- Description of the task -
Omit the images. Copy each entry word for word.

- Stored data -
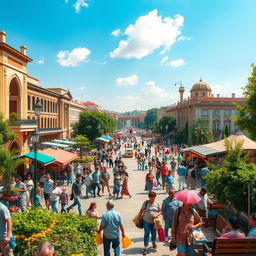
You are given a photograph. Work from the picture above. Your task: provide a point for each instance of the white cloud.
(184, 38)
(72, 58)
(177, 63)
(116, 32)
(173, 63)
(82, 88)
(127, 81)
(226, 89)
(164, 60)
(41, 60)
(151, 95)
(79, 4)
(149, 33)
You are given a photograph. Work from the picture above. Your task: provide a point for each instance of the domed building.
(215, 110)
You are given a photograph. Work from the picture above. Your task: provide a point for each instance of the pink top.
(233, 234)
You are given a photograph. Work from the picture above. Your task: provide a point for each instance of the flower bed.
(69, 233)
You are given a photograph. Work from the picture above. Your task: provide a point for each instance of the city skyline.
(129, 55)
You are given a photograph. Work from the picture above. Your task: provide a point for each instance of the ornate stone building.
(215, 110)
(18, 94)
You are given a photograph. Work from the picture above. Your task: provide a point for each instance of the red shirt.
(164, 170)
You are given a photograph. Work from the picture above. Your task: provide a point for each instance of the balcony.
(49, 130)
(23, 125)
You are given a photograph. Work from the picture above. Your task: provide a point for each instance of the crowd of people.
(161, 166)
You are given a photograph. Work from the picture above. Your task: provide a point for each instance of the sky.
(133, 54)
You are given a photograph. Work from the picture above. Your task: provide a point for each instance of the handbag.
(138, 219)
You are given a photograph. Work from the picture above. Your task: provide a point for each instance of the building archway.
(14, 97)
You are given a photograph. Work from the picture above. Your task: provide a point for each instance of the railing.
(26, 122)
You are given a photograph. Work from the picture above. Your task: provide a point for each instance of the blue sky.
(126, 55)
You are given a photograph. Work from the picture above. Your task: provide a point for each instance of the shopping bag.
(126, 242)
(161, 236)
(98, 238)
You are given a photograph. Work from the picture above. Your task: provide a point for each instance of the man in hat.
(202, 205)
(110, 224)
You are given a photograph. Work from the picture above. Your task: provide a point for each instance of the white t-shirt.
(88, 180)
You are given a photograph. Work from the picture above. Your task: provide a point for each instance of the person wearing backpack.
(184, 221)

- Exercise response -
You are given a photograph. Work from the picture above. Your task: provide a point for each instance of the white cloud.
(184, 38)
(72, 58)
(177, 63)
(116, 32)
(173, 63)
(82, 88)
(127, 81)
(226, 89)
(164, 60)
(41, 60)
(151, 95)
(79, 4)
(149, 33)
You are given a photograph. Work from the picture above. Your task: provide a point for each instance of the domed building.
(215, 110)
You are given a photograph. Work from the picture above. Your task: provide a point for each instance of the pink top.
(233, 234)
You are given a photograph. Work from the picture above. Your task: provide a point for each instance of the flower bed.
(69, 233)
You are given a photograph. Work from the picture above. Your task: provide a point for each instance of the city skyline.
(129, 55)
You are given a photograph. Work from the picture above. Your task: provide a point for each instance of the ornate stone building.
(215, 110)
(18, 94)
You are given a photograph. Work from the picture above. Your task: provide a point for each instance of the red shirt.
(164, 170)
You are given a photograph. Work from the picture above. Your task: provide a point for each instance of the balcony.
(49, 130)
(23, 125)
You are given a photograph. Work from the picture above. Your task: provide a point for each instance of the crowd of people.
(161, 166)
You are given a photograph. Work from the picture above. Your task: provide a point for each instance of the sky.
(133, 54)
You are given a photograph. Work from the picture above. Your task: provide a point for each instance of the handbag.
(138, 219)
You are given a photograph. Work from the picture above. Your task: provide a point for each instance of the building archway.
(14, 97)
You are given a photograph. Work from the picture above. Your task: provide a point for each instance of the railing.
(26, 122)
You are given a photograph. Work from the picture above. Your task: provide a point for each instance of the blue sky.
(126, 55)
You are given a photograph. Work from the picture above. Your task: provide a point for each instance of the shopping bag.
(126, 242)
(161, 236)
(98, 238)
You are given a photograph. Work from the picture above. Your task: provide a point for each instance of the man in hat.
(202, 205)
(110, 224)
You are given a photograph. Work from the picture above. Your task: provide a point for each instance of the white t-shirt.
(88, 180)
You are given a photograph. Work from the picture above. Your task: provide a point for each instance of the person wearing backpack.
(184, 221)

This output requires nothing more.